→ Task statement
The answer must consist of every line in the data that contains "rough".

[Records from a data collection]
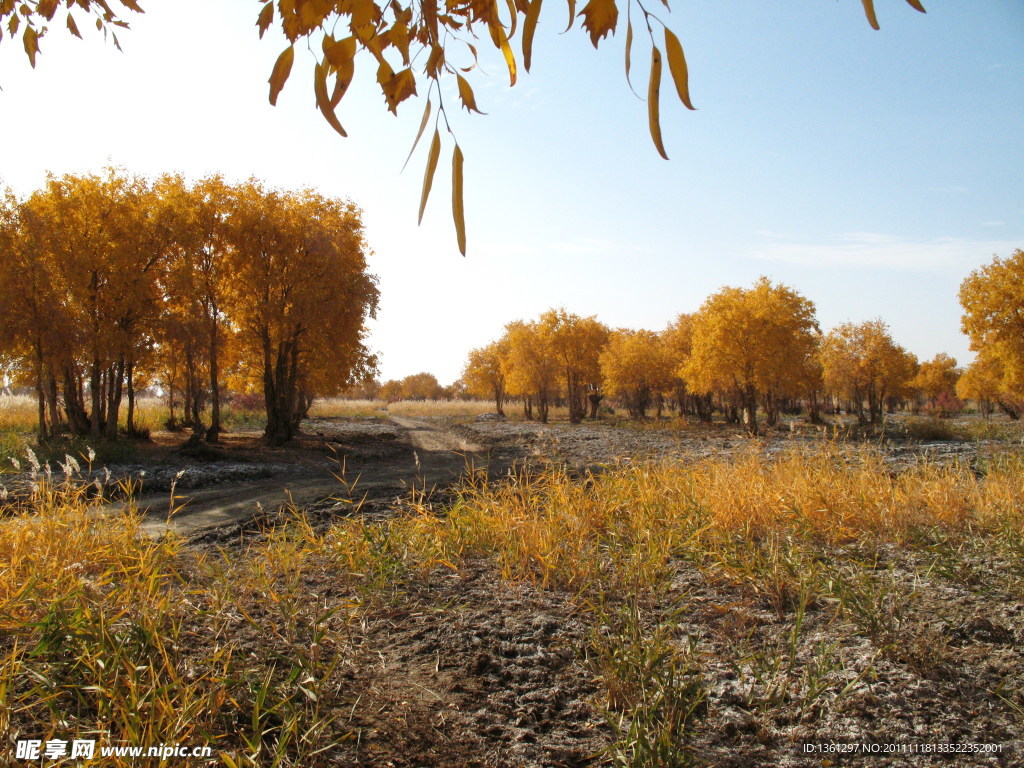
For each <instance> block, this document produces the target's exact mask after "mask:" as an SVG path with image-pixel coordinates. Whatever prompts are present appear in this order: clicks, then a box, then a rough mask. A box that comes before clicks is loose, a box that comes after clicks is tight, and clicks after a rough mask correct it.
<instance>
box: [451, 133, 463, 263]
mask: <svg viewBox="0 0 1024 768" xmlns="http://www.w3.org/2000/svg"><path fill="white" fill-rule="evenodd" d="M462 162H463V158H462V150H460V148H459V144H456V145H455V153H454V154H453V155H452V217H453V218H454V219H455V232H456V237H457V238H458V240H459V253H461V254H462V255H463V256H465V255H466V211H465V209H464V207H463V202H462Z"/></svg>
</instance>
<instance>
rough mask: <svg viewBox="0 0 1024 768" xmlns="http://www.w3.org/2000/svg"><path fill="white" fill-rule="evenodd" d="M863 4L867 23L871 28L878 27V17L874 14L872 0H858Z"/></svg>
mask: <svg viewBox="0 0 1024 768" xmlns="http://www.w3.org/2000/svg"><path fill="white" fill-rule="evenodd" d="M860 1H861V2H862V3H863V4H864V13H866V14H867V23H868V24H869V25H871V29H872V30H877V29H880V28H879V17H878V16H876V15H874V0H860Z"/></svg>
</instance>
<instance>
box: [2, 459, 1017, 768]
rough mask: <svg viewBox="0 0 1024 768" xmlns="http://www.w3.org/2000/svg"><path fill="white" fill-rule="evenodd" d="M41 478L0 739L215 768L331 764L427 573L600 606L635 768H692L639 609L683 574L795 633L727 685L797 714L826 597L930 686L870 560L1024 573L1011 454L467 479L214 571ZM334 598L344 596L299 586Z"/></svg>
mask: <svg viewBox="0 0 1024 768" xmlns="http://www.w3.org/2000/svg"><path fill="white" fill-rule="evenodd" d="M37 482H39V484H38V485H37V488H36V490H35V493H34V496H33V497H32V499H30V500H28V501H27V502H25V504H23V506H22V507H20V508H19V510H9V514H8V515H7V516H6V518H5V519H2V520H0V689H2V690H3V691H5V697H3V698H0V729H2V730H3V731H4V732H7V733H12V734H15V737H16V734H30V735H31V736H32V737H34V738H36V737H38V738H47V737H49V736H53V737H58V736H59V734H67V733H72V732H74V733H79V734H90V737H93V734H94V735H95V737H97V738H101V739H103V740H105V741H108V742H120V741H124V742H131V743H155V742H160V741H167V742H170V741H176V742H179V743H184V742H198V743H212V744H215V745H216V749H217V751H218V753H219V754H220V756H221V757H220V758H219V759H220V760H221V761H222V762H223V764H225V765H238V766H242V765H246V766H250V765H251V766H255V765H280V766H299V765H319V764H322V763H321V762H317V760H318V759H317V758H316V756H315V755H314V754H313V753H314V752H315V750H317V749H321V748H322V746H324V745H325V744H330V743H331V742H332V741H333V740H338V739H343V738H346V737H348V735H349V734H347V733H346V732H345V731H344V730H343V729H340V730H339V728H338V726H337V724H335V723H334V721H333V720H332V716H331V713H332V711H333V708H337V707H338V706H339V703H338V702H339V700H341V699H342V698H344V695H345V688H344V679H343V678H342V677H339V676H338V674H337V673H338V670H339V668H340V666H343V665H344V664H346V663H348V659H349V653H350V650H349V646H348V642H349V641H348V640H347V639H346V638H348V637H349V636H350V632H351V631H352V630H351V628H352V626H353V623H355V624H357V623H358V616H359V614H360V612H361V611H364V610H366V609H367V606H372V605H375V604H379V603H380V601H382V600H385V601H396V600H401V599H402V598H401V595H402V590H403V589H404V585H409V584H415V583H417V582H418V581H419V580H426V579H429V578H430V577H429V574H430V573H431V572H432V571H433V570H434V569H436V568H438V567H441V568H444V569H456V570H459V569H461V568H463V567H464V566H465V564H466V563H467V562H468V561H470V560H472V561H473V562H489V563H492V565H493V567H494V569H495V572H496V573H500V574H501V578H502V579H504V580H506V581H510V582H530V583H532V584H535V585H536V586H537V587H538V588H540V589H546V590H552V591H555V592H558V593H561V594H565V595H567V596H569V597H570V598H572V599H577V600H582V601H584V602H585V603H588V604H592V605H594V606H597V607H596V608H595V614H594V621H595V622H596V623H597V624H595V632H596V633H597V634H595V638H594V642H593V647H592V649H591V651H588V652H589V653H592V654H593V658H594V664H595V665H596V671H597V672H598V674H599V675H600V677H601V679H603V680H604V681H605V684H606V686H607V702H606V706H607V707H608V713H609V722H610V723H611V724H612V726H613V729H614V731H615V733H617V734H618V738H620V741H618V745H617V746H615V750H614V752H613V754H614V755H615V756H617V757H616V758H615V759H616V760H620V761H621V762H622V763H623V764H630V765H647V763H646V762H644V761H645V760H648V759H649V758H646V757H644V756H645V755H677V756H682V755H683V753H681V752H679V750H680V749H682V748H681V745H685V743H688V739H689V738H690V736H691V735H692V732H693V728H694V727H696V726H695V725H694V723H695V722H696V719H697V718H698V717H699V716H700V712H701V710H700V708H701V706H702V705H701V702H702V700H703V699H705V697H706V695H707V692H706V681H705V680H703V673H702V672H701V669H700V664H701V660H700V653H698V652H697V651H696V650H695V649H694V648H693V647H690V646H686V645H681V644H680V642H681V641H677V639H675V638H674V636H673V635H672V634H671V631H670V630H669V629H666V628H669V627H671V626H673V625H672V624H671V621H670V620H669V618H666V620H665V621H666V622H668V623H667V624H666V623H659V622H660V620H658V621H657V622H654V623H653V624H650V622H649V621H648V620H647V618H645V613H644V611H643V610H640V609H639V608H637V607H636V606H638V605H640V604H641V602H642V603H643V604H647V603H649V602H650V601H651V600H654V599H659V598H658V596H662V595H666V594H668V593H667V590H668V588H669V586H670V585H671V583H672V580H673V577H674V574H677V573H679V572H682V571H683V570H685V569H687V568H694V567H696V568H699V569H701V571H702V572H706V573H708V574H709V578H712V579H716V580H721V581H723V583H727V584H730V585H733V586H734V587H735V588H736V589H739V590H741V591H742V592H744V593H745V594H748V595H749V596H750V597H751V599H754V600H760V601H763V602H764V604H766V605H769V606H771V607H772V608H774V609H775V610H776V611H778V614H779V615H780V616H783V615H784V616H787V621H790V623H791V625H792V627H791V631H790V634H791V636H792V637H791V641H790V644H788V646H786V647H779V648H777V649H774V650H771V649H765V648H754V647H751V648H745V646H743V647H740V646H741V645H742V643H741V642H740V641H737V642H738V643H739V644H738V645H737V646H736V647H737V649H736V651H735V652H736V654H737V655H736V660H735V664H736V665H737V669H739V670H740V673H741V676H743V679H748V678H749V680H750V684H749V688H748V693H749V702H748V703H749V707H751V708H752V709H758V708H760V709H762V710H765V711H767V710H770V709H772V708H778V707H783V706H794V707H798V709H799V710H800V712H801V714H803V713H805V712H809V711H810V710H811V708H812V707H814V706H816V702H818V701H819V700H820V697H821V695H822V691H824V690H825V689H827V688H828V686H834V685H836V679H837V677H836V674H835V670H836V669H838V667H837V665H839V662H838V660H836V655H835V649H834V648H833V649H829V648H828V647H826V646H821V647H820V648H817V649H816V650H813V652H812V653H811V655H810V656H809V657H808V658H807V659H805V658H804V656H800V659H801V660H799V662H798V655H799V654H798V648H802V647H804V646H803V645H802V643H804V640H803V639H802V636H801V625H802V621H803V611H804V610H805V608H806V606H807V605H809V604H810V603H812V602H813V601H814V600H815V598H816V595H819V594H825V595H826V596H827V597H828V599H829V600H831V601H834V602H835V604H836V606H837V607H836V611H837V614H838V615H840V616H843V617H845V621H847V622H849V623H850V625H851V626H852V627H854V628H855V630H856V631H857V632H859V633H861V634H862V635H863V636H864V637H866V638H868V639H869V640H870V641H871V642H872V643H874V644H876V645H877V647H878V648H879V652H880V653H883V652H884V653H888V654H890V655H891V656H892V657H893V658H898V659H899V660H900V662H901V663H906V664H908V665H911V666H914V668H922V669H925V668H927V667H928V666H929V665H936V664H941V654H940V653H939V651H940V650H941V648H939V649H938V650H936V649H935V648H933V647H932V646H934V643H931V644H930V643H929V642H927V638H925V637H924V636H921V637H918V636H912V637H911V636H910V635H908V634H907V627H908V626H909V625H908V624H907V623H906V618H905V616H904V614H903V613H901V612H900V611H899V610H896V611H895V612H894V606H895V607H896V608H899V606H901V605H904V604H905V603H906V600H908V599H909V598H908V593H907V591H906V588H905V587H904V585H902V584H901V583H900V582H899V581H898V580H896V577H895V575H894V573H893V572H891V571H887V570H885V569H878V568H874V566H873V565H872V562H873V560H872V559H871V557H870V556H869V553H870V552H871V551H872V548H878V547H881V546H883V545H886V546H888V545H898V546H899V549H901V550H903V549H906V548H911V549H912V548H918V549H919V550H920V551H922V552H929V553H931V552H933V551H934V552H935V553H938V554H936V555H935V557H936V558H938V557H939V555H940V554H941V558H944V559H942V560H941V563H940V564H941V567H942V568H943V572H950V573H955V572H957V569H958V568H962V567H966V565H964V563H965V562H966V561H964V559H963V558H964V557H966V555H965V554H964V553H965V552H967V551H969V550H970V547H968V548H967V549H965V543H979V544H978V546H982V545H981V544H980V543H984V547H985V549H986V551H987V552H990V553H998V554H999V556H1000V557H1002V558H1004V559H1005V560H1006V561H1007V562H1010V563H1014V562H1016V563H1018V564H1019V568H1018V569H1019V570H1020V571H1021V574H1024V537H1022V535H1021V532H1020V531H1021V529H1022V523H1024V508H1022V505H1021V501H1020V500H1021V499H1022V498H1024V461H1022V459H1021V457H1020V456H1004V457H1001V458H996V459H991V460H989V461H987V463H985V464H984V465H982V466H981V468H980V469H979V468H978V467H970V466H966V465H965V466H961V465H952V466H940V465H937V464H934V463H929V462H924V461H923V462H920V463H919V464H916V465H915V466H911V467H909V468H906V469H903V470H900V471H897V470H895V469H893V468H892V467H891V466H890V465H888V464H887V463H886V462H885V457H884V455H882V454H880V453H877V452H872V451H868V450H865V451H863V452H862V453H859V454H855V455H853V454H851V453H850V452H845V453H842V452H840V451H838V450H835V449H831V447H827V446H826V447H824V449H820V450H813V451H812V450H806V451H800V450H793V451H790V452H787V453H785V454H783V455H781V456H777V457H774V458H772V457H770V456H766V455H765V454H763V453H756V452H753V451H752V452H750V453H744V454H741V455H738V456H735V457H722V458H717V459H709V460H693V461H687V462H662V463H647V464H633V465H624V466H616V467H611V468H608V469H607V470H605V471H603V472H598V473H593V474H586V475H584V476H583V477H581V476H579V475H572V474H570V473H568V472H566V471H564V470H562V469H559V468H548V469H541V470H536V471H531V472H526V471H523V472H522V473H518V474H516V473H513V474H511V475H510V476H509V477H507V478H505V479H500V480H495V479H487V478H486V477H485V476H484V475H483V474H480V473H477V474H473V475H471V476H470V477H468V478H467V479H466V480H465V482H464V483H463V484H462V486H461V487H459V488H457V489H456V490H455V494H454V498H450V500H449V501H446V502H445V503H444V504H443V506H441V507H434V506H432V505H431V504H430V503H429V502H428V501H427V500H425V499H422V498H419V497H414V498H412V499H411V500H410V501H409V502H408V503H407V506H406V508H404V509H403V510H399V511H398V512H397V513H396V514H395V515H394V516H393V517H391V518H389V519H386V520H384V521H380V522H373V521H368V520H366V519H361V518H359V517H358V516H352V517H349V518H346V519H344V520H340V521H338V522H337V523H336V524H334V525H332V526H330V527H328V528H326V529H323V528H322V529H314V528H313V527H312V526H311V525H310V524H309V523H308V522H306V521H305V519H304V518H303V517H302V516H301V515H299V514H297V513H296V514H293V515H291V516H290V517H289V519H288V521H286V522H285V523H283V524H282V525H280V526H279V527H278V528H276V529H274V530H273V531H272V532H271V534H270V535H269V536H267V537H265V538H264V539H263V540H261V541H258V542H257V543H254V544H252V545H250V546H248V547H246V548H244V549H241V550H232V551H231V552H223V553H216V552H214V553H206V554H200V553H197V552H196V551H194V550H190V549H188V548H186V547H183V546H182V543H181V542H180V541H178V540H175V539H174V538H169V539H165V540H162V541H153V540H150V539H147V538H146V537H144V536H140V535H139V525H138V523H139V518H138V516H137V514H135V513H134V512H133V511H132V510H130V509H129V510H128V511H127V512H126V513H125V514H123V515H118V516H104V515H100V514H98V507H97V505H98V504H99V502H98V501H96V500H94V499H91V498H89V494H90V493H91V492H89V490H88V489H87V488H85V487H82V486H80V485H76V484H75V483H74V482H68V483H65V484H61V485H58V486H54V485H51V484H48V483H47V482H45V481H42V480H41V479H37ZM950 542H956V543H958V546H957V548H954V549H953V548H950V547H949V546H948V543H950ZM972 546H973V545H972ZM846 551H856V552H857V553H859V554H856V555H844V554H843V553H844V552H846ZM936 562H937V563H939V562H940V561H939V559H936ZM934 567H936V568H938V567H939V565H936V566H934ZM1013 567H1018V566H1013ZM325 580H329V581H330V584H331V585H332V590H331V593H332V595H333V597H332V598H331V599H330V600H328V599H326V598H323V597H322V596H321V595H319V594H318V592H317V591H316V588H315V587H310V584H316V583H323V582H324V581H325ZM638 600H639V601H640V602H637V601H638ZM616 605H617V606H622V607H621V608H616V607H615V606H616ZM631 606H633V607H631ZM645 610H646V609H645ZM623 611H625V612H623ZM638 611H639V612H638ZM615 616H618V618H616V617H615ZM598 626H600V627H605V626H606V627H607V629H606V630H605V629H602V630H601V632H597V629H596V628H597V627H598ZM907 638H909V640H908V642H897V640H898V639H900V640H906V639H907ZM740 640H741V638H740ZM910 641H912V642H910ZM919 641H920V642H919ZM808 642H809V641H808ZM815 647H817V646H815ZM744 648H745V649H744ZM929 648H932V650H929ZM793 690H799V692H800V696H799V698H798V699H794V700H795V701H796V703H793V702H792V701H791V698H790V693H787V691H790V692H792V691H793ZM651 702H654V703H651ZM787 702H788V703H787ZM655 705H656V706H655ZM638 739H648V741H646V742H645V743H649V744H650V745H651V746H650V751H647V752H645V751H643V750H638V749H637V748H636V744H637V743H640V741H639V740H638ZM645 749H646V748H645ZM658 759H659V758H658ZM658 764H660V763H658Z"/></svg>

→ Response below
For each <instance> block, this document produces the target's exact mask after "mask:" as an SVG path with image-pixel coordinates. Whatever prompts are present appear in this order: clicks, then a box, then a rough mask. A box that comes before clicks is loose, a box that comes after clicks is tight, and clicks after a rough mask correct it.
rough mask: <svg viewBox="0 0 1024 768" xmlns="http://www.w3.org/2000/svg"><path fill="white" fill-rule="evenodd" d="M863 4L867 23L871 28L878 27V17L874 14L872 0H858Z"/></svg>
rough mask: <svg viewBox="0 0 1024 768" xmlns="http://www.w3.org/2000/svg"><path fill="white" fill-rule="evenodd" d="M41 478L0 739L215 768L331 764L427 573L600 606L635 768H692L639 609L683 574L795 633L727 685L797 714L826 597L930 686L870 560L1024 573L1011 454L467 479L214 571ZM334 598L344 596L299 586Z"/></svg>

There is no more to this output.